What is required: Arrange the lines of the records below as a JSON list of strings, with one string per line and no blank lines.

Rows from a dataset
---*---

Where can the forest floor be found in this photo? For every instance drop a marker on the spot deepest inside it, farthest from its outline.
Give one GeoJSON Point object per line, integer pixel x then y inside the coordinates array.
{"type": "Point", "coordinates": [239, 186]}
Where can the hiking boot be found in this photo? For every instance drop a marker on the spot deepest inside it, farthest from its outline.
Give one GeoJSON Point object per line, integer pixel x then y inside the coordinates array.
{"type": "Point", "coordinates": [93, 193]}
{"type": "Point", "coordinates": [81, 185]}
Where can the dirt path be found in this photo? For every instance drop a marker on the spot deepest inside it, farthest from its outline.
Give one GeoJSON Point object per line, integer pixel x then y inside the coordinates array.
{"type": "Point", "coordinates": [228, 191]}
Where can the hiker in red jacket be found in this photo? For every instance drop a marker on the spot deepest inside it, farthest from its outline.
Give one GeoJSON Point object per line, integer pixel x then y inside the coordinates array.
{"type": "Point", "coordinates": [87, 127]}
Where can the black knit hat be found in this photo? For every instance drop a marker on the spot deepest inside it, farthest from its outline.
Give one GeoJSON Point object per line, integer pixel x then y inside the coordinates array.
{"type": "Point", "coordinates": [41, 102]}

---*---

Expected output:
[
  "Where can the forest floor be found in this photo? For every instance drop a marker on the spot deepest inside it, farthest from its outline.",
  "Give one GeoJSON Point object per line, integer pixel x then y inside the coordinates array.",
  "{\"type\": \"Point\", \"coordinates\": [239, 186]}",
  "Where can the hiking boot be found in this photo? For every instance drop a marker on the spot deepest inside it, farthest from its outline.",
  "Give one GeoJSON Point object per line, integer pixel x then y inside the coordinates array.",
  "{\"type\": \"Point\", \"coordinates\": [93, 193]}",
  "{\"type\": \"Point\", \"coordinates\": [81, 185]}",
  "Where can the dirt path be found in this photo? For every instance drop a marker on the spot deepest inside it, farthest from its outline.",
  "Give one GeoJSON Point object per line, integer pixel x then y inside the coordinates array.",
  "{\"type\": \"Point\", \"coordinates\": [228, 191]}",
  "Where can the hiker in red jacket be found in this photo? For every instance drop a marker on the spot deepest inside it, farthest from its outline.",
  "Give one GeoJSON Point object per line, integer pixel x then y inside the coordinates array.",
  "{\"type\": \"Point\", \"coordinates\": [87, 127]}",
  "Where can the black knit hat be found in this photo? For every instance drop a marker on the spot deepest inside it, farthest from its outline.",
  "Give one GeoJSON Point object per line, integer pixel x then y inside the coordinates array.",
  "{\"type\": \"Point\", \"coordinates\": [41, 102]}"
]